**REQUIRED WORK:**
Look at the entries below and reproduce them exactly.
# DATASET ROWS start
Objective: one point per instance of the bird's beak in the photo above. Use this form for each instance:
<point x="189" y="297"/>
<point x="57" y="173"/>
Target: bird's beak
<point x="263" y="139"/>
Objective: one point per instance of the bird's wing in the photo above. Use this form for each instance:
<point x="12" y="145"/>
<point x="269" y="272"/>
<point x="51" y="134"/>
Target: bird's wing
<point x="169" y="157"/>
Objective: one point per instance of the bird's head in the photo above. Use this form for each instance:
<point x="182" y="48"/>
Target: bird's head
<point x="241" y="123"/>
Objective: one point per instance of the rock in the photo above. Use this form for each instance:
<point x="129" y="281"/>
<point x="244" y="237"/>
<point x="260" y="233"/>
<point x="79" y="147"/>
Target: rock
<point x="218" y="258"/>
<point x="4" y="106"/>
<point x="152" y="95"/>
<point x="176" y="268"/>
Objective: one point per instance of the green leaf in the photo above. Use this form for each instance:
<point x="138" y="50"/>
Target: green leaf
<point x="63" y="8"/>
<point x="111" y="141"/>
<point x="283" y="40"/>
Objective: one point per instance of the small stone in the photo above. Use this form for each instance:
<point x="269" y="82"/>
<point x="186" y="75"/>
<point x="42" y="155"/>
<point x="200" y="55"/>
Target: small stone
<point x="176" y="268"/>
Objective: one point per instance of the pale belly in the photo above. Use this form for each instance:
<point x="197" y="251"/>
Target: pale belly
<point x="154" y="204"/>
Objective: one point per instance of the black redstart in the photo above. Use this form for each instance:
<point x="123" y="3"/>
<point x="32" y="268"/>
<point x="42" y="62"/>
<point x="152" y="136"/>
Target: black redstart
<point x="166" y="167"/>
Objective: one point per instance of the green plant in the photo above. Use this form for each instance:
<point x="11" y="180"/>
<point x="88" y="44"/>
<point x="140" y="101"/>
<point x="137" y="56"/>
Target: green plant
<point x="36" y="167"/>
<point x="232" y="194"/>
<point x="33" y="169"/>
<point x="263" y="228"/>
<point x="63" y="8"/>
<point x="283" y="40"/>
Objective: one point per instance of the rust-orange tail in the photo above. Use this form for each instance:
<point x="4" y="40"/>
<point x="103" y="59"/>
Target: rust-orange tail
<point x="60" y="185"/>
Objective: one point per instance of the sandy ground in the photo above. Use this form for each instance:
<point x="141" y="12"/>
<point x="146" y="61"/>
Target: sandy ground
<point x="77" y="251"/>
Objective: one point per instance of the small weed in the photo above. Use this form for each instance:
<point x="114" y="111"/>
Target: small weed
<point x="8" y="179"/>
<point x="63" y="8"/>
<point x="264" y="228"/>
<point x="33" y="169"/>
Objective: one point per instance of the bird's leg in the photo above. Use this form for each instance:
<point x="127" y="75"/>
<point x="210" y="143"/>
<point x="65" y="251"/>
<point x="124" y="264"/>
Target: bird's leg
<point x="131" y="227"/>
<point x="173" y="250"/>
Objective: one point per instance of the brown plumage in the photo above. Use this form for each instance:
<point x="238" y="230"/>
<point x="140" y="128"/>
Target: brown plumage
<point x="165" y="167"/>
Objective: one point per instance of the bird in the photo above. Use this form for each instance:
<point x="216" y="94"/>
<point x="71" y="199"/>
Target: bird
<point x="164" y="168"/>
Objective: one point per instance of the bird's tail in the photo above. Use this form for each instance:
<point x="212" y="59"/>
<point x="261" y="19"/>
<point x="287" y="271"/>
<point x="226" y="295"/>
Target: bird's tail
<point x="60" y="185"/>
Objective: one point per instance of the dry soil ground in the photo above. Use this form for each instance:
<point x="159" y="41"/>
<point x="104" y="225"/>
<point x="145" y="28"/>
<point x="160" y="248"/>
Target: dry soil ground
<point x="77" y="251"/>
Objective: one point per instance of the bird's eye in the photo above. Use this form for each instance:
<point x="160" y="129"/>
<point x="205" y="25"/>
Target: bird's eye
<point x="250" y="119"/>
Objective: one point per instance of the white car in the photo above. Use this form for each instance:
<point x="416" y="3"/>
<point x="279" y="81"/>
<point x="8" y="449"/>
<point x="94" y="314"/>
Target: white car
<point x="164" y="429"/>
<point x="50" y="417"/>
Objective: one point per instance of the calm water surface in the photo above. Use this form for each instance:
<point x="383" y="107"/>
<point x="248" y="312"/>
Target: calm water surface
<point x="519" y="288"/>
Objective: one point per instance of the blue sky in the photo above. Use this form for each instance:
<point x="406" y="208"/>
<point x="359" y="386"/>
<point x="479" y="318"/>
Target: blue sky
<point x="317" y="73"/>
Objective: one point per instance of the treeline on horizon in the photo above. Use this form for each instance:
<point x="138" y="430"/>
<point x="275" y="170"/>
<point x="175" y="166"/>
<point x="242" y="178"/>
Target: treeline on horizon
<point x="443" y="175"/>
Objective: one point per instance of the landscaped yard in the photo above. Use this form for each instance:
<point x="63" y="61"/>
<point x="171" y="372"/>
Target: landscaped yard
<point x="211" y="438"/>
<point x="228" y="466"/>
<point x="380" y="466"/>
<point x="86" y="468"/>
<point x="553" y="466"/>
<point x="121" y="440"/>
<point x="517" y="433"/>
# DATASET ROWS end
**EXPECTED ANSWER:**
Objective: one point per instance of the bird's beak in the photo above. Use this form for each instance:
<point x="189" y="297"/>
<point x="57" y="173"/>
Target: bird's beak
<point x="263" y="139"/>
Objective: one point per instance of the bird's wing in the photo above. Use this form for each instance:
<point x="12" y="145"/>
<point x="269" y="272"/>
<point x="51" y="134"/>
Target: bird's wing
<point x="169" y="157"/>
Objective: one point per instance of the bird's head in the photo above. Use this form for each instance:
<point x="182" y="48"/>
Target: bird's head
<point x="241" y="123"/>
Objective: one point per instance of the rock in the photo above. Use this form for each instance:
<point x="129" y="281"/>
<point x="244" y="237"/>
<point x="260" y="233"/>
<point x="79" y="147"/>
Target: rock
<point x="218" y="258"/>
<point x="4" y="106"/>
<point x="152" y="95"/>
<point x="176" y="268"/>
Objective: one point per instance of the green leaf in the photo above. Use this form for each instance:
<point x="138" y="50"/>
Target: green leaf
<point x="63" y="8"/>
<point x="111" y="141"/>
<point x="283" y="40"/>
Objective: one point per instance of the small stone in the photo above. Use this form for each instance:
<point x="269" y="82"/>
<point x="186" y="75"/>
<point x="42" y="155"/>
<point x="200" y="55"/>
Target: small stone
<point x="176" y="268"/>
Objective: one point per instance of the pale belly in the photo above. Use this form for each instance:
<point x="197" y="251"/>
Target: pale belly
<point x="154" y="204"/>
Objective: one point per instance of the black redstart in the photo above. Use this form for each instance:
<point x="123" y="3"/>
<point x="32" y="268"/>
<point x="42" y="62"/>
<point x="152" y="136"/>
Target: black redstart
<point x="166" y="167"/>
Objective: one point per instance of the green plant in the photo above. Use this form for each instance:
<point x="11" y="180"/>
<point x="88" y="44"/>
<point x="140" y="101"/>
<point x="137" y="56"/>
Target: green plant
<point x="36" y="167"/>
<point x="232" y="194"/>
<point x="33" y="169"/>
<point x="263" y="228"/>
<point x="63" y="8"/>
<point x="283" y="40"/>
Objective: one point per instance of the rust-orange tail in the photo above. Use this form for each instance:
<point x="4" y="40"/>
<point x="103" y="59"/>
Target: rust-orange tail
<point x="60" y="185"/>
Objective: one point per instance of the sandy ground in the photo above. Use this form for each instance:
<point x="141" y="12"/>
<point x="146" y="61"/>
Target: sandy ground
<point x="77" y="251"/>
Objective: one point per instance of the small weed in the photo above. Use this form for each instance:
<point x="114" y="111"/>
Target: small weed
<point x="8" y="179"/>
<point x="63" y="8"/>
<point x="264" y="228"/>
<point x="33" y="169"/>
Objective: one point per instance of the bird's leg in the photo above. Use this form for each instance:
<point x="127" y="75"/>
<point x="210" y="143"/>
<point x="65" y="251"/>
<point x="124" y="264"/>
Target: bird's leg
<point x="131" y="227"/>
<point x="173" y="250"/>
Objective: one point per instance of the brown plumage in the photo above. Use this form for each instance:
<point x="238" y="230"/>
<point x="140" y="128"/>
Target: brown plumage
<point x="165" y="167"/>
Objective: one point per instance of the bird in the photo above. Use this form for each instance:
<point x="216" y="94"/>
<point x="71" y="199"/>
Target: bird
<point x="164" y="168"/>
Objective: one point per instance of the bird's tail in the photo above. Use this form for each instance:
<point x="212" y="59"/>
<point x="261" y="19"/>
<point x="287" y="271"/>
<point x="226" y="295"/>
Target: bird's tail
<point x="60" y="185"/>
Objective: one point per instance of the dry soil ground in the photo above. Use this form for each instance:
<point x="159" y="41"/>
<point x="104" y="225"/>
<point x="145" y="28"/>
<point x="160" y="248"/>
Target: dry soil ground
<point x="77" y="251"/>
Objective: one point per instance of the bird's eye in the photo above. Use this form for each instance:
<point x="160" y="129"/>
<point x="205" y="25"/>
Target: bird's eye
<point x="250" y="119"/>
Objective: one point per instance of the white car in the photo above. Use this form for each instance:
<point x="416" y="3"/>
<point x="279" y="81"/>
<point x="8" y="449"/>
<point x="94" y="314"/>
Target: white car
<point x="164" y="429"/>
<point x="50" y="417"/>
Objective: one point per instance of the calm water surface in the photo above. Use this form for each instance:
<point x="383" y="107"/>
<point x="248" y="312"/>
Target: calm water surface
<point x="519" y="288"/>
Objective: one point per instance of the blue sky in the photo above. Use this form for each instance:
<point x="406" y="208"/>
<point x="359" y="386"/>
<point x="479" y="318"/>
Target: blue sky
<point x="317" y="73"/>
Objective: one point per instance of the treeline on horizon in the photo above. Use this form for each instance:
<point x="138" y="430"/>
<point x="275" y="170"/>
<point x="175" y="166"/>
<point x="242" y="178"/>
Target: treeline on horizon
<point x="443" y="175"/>
Objective: one point per instance of the landscaped yard in the photo above. Use this form for each instance:
<point x="63" y="61"/>
<point x="171" y="372"/>
Target: landscaped yard
<point x="211" y="438"/>
<point x="228" y="466"/>
<point x="380" y="466"/>
<point x="86" y="468"/>
<point x="553" y="466"/>
<point x="121" y="440"/>
<point x="517" y="433"/>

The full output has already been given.